Work order
Using the records below, quote only the span that opens with the line containing "Query: low cloud" and closes with the line containing "Where can the denim", exactly and inclusively.

[Dataset items]
########################################

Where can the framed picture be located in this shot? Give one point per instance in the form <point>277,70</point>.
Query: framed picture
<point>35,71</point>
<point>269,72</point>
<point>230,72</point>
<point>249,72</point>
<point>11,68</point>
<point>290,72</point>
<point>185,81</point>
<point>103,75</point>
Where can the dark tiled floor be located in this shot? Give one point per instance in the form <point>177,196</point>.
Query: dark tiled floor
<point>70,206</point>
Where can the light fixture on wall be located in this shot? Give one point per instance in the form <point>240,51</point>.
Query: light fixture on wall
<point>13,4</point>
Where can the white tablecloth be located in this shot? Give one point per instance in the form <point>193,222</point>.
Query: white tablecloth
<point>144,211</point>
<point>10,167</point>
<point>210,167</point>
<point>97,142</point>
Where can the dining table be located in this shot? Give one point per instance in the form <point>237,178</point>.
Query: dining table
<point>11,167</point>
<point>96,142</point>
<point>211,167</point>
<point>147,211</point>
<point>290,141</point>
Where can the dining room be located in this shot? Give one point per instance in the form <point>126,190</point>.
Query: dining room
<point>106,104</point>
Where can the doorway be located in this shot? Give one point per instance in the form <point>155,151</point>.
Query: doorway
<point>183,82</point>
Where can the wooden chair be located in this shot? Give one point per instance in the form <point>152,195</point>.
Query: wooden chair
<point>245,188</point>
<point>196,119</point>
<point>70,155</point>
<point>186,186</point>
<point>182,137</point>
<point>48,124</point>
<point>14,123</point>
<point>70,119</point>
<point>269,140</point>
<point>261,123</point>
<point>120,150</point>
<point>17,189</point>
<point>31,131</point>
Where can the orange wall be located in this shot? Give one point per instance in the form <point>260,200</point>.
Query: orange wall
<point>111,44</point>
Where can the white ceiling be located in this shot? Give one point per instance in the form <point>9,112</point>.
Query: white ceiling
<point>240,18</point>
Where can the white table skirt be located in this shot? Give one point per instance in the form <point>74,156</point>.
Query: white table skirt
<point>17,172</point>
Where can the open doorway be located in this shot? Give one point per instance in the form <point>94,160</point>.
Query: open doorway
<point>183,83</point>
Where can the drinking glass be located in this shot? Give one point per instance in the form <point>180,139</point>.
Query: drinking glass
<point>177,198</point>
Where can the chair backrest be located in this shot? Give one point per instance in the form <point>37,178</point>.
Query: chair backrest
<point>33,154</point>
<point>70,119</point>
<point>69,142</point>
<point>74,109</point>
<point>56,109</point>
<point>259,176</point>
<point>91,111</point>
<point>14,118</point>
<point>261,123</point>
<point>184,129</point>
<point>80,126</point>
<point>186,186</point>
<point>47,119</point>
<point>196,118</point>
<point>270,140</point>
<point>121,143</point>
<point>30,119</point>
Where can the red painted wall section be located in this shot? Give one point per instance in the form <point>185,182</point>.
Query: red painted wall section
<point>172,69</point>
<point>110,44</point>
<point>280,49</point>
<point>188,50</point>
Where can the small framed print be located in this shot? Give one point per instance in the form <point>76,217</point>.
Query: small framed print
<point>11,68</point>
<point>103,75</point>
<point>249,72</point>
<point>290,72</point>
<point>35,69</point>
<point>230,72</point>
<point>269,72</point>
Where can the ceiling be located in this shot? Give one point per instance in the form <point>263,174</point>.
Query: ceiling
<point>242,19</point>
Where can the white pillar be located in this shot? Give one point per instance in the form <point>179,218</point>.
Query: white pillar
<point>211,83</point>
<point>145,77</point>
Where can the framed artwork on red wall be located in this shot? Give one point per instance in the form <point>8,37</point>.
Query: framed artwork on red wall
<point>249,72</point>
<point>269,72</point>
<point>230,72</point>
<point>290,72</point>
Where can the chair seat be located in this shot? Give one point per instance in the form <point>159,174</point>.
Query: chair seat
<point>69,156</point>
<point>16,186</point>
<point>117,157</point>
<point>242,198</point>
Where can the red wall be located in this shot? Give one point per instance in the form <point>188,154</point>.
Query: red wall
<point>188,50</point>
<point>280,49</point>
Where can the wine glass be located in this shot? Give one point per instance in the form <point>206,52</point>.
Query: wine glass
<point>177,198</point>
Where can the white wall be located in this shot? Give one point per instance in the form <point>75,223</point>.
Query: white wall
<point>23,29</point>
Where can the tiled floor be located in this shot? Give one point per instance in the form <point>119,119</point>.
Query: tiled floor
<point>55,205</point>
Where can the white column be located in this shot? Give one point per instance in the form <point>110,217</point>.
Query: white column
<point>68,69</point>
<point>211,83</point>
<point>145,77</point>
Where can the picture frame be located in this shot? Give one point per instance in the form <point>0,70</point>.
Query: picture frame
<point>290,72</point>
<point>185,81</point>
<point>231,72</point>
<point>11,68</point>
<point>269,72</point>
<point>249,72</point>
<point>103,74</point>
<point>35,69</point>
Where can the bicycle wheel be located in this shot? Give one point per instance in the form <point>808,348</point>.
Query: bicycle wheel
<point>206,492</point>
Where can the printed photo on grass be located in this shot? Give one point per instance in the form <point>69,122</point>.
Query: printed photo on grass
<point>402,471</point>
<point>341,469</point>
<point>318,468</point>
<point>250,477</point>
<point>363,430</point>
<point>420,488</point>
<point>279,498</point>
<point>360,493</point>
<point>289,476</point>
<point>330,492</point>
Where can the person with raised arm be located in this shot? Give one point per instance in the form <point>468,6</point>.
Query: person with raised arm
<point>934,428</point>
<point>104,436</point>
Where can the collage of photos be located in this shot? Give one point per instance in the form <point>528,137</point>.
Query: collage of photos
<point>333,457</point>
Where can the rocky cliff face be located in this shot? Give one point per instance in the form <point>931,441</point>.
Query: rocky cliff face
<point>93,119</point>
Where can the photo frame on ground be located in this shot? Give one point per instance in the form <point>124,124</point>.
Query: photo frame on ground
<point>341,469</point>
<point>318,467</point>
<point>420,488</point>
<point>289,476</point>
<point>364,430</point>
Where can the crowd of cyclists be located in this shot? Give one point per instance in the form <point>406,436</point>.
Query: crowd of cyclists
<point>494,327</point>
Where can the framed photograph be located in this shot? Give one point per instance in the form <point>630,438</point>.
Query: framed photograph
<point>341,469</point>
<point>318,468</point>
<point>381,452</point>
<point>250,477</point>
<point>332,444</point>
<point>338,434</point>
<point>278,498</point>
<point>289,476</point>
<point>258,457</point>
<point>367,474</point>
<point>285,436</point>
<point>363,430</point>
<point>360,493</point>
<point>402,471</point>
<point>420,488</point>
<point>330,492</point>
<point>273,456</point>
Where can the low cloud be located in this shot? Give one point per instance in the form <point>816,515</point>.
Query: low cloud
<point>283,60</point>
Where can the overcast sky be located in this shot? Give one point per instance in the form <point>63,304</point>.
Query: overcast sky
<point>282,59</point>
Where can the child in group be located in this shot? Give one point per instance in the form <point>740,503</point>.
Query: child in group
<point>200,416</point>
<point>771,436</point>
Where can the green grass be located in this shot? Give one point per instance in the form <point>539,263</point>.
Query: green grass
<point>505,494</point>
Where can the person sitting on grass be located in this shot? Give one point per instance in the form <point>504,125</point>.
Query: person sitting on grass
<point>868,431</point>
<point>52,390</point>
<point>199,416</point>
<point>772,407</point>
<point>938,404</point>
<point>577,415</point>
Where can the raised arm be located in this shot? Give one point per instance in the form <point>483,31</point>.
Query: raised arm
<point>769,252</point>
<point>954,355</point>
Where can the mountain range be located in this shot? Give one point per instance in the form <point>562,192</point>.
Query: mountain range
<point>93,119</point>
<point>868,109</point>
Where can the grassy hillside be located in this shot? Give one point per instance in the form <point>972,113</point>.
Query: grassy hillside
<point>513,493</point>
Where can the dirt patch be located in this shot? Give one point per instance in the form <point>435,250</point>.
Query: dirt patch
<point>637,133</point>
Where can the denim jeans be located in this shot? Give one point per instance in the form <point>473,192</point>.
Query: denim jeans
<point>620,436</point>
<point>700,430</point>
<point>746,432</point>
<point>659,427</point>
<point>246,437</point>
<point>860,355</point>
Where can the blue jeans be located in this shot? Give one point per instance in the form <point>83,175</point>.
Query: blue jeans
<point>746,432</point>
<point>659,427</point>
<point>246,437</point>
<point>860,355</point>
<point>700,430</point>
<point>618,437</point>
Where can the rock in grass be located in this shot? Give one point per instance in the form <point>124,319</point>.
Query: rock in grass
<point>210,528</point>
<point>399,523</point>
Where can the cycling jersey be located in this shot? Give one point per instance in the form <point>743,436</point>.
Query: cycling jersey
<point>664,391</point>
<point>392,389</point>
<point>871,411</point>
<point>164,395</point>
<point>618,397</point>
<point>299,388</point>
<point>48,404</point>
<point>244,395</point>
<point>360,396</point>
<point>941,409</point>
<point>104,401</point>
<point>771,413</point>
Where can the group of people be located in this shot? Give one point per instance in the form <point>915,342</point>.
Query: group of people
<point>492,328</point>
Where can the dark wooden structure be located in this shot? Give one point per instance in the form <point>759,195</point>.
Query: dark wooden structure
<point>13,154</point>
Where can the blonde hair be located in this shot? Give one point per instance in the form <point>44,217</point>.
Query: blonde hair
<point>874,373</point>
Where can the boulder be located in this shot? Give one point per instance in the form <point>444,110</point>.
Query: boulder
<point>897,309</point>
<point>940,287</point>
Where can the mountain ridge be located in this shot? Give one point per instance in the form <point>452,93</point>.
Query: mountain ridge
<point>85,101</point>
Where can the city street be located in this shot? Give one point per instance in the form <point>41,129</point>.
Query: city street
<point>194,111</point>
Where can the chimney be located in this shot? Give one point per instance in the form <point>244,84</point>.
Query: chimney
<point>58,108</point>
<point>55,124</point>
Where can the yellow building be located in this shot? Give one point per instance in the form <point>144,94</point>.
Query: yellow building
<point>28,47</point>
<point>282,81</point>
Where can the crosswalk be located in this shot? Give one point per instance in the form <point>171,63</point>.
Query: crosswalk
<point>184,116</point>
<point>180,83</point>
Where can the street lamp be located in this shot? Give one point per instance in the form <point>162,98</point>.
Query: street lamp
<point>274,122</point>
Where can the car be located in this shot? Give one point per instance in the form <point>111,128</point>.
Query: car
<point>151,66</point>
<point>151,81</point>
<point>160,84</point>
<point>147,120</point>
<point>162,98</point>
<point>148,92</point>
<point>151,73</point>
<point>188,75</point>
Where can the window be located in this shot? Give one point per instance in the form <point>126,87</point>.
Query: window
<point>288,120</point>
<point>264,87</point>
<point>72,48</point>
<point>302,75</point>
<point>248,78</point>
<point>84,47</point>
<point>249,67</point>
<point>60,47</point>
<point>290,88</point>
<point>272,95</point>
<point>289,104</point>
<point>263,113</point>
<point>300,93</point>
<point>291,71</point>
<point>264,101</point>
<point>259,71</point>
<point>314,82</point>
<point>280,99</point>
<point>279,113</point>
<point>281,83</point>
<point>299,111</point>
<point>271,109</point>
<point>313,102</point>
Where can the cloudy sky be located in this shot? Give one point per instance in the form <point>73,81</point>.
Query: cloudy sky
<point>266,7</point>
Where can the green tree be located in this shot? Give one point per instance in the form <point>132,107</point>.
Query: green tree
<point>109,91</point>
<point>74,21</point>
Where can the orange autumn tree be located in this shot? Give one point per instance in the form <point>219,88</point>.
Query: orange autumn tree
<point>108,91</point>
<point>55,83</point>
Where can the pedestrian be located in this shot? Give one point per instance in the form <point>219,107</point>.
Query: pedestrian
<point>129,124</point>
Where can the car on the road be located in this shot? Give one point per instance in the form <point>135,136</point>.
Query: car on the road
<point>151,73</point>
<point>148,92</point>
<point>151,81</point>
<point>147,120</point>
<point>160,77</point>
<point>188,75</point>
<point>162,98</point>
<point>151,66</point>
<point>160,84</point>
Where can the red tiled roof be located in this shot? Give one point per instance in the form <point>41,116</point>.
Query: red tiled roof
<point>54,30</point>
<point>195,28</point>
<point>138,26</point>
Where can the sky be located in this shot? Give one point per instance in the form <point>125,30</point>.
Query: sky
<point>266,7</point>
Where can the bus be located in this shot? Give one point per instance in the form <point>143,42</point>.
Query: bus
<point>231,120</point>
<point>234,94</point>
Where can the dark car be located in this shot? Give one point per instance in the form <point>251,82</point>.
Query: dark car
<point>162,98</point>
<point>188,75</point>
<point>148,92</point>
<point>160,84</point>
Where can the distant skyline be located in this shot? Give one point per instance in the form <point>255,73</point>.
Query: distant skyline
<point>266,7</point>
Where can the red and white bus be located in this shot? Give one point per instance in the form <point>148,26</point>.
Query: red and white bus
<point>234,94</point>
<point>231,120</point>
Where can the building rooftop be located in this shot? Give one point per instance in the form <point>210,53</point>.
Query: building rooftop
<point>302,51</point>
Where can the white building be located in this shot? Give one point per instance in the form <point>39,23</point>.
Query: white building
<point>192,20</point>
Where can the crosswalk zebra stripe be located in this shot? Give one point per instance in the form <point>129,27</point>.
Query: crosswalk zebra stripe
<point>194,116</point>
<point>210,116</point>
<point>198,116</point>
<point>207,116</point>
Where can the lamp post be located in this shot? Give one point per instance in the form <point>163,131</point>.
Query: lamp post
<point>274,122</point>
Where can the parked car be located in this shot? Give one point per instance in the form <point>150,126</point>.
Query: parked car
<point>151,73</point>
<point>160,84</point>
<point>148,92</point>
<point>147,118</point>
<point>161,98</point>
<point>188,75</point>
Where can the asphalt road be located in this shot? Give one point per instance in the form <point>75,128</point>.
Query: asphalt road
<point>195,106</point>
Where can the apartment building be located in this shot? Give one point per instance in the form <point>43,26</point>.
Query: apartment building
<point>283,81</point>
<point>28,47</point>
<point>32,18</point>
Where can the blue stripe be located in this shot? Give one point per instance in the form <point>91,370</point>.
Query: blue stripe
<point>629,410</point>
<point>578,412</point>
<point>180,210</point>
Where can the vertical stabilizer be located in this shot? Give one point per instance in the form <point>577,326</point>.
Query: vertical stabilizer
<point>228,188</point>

########################################

Answer box
Query: low cloud
<point>283,60</point>
Where can the overcast sky be located in this shot? Give one point per instance in the form <point>63,304</point>.
Query: overcast sky
<point>282,59</point>
Where can the child in group be located in this shot? Give one point per instance in the form <point>740,503</point>.
Query: child in group
<point>200,416</point>
<point>771,436</point>
Where can the green grass be located in this shot? Give one point per instance in the form <point>539,263</point>.
Query: green grass
<point>505,494</point>
Where can the person sitting on grass be located in this shot? Give one point per instance in the form <point>504,125</point>.
Query: person sitting on grass
<point>868,431</point>
<point>52,390</point>
<point>199,416</point>
<point>772,407</point>
<point>938,404</point>
<point>577,415</point>
Where can the raised arm be located in this shot? Give one point per instance in the form <point>483,31</point>.
Query: raised arm
<point>769,252</point>
<point>954,355</point>
Where can the mountain range be located in this shot? Give one point per instance in the form <point>562,192</point>.
Query: mountain range
<point>93,119</point>
<point>868,109</point>
Where can the grassy hillside be located in this shot? Give one point per instance in the form <point>972,113</point>.
Query: grassy hillside
<point>513,493</point>
Where can the dirt patch be located in this shot? Give one point per instance in the form <point>435,250</point>.
Query: dirt patch
<point>637,133</point>
Where can the denim jeans be located in this shot? Give one point per instance in the form <point>473,192</point>.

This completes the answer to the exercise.